→ **What the task requires**:
Once you find the line containing "Where can the parked", please retype it and every line after it to the end of the entries, exactly and with nothing added.

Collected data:
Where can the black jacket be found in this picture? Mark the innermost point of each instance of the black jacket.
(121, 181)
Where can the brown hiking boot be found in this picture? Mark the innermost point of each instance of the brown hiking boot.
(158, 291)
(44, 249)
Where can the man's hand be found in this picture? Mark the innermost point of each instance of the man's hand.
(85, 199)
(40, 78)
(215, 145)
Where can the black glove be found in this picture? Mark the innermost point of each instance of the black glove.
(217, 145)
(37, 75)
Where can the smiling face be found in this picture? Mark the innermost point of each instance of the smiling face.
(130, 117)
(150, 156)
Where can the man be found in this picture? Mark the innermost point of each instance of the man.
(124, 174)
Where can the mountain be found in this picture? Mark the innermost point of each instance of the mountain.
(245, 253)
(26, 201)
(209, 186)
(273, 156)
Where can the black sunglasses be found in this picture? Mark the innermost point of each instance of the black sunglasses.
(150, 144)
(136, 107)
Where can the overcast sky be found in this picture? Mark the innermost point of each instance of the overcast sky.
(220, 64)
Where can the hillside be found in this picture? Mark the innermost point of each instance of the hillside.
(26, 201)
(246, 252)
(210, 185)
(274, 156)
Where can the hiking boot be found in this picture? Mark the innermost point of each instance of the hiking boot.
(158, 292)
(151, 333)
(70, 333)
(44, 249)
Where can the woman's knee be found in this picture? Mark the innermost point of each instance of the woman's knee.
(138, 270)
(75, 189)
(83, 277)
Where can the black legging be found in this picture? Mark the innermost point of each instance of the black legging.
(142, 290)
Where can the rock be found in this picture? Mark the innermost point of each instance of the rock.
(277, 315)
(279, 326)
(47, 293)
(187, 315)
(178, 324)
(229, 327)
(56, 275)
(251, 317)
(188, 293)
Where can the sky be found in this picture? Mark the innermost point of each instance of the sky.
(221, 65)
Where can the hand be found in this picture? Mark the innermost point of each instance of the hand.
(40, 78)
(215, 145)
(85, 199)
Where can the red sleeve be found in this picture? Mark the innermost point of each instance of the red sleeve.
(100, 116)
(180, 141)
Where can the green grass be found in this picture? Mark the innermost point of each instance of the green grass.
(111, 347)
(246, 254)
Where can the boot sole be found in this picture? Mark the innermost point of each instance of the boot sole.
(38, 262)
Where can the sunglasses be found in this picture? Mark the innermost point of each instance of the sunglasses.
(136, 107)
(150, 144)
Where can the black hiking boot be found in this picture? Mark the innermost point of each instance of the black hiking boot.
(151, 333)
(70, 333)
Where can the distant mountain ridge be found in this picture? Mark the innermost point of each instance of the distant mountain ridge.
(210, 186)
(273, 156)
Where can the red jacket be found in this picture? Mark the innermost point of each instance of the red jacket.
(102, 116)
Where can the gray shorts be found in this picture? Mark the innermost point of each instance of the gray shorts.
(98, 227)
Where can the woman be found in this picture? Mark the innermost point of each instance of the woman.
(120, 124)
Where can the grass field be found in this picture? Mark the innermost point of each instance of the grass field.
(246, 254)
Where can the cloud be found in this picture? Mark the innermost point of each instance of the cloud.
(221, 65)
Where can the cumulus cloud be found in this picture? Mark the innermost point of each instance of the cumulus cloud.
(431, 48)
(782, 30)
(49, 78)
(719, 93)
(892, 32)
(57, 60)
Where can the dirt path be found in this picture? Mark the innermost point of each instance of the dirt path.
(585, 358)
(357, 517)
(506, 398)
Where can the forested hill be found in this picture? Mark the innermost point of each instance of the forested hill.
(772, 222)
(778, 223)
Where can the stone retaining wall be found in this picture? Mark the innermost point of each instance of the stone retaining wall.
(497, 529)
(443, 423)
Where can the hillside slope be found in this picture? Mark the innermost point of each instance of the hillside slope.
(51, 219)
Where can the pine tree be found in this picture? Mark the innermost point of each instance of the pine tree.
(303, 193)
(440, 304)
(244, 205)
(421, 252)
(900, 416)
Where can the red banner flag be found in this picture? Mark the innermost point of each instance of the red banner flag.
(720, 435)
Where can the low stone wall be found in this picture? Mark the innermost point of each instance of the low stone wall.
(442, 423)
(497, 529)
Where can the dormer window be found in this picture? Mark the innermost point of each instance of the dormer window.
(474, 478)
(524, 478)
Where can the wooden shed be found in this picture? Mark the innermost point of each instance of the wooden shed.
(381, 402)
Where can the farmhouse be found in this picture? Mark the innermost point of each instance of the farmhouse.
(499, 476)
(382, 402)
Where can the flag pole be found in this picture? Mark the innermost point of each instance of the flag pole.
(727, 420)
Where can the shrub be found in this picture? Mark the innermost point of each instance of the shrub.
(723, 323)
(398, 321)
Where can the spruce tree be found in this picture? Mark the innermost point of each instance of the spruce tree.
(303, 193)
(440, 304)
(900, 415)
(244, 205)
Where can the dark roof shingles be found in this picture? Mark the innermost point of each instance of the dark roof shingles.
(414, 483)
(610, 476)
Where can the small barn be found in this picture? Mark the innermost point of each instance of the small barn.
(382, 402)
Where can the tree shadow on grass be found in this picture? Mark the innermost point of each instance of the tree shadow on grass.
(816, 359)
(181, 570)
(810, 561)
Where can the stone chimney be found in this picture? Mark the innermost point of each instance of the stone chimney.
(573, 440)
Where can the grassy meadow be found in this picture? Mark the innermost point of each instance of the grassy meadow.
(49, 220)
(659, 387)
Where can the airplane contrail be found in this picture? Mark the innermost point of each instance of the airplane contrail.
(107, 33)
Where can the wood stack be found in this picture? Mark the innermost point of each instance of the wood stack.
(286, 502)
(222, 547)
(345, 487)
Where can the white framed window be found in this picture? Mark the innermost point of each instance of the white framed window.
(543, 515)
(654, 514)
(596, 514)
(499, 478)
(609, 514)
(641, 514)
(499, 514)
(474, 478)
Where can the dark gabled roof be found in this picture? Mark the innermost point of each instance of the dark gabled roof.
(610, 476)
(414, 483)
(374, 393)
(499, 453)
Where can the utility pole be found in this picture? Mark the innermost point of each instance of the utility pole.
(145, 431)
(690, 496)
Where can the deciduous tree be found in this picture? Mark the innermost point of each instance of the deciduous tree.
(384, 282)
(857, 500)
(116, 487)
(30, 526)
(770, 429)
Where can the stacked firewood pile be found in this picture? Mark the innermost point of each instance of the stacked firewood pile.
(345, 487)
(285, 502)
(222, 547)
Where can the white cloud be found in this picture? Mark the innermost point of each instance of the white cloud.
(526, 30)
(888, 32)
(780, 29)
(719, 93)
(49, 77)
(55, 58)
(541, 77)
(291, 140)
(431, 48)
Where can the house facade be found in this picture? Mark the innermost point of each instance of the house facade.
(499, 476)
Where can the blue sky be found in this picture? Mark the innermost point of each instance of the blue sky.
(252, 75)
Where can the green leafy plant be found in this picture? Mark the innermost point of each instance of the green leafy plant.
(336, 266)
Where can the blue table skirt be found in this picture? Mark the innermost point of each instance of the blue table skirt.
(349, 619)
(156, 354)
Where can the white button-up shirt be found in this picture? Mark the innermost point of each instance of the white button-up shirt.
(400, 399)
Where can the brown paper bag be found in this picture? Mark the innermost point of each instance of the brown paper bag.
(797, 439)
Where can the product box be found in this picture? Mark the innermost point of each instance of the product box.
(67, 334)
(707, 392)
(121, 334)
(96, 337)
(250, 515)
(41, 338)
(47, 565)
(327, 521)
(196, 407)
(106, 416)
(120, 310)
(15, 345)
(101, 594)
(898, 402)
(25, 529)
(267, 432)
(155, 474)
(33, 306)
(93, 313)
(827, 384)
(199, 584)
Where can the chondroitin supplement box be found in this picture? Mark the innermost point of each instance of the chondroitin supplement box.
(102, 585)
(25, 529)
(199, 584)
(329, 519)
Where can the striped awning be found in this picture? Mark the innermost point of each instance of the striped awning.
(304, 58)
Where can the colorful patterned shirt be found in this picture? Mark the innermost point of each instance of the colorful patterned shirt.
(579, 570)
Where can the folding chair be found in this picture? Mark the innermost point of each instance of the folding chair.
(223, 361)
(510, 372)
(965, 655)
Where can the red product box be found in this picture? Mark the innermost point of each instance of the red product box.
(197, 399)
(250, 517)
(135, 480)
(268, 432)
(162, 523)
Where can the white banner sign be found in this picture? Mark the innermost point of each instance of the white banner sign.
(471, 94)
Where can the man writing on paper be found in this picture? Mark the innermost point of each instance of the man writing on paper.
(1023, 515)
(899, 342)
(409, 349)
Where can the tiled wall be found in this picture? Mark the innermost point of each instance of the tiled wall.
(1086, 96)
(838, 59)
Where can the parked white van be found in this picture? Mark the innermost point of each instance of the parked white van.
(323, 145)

→ **Task solution**:
Where can the parked white van be found in this picture? Mark the innermost point of each instance of the parked white van.
(323, 145)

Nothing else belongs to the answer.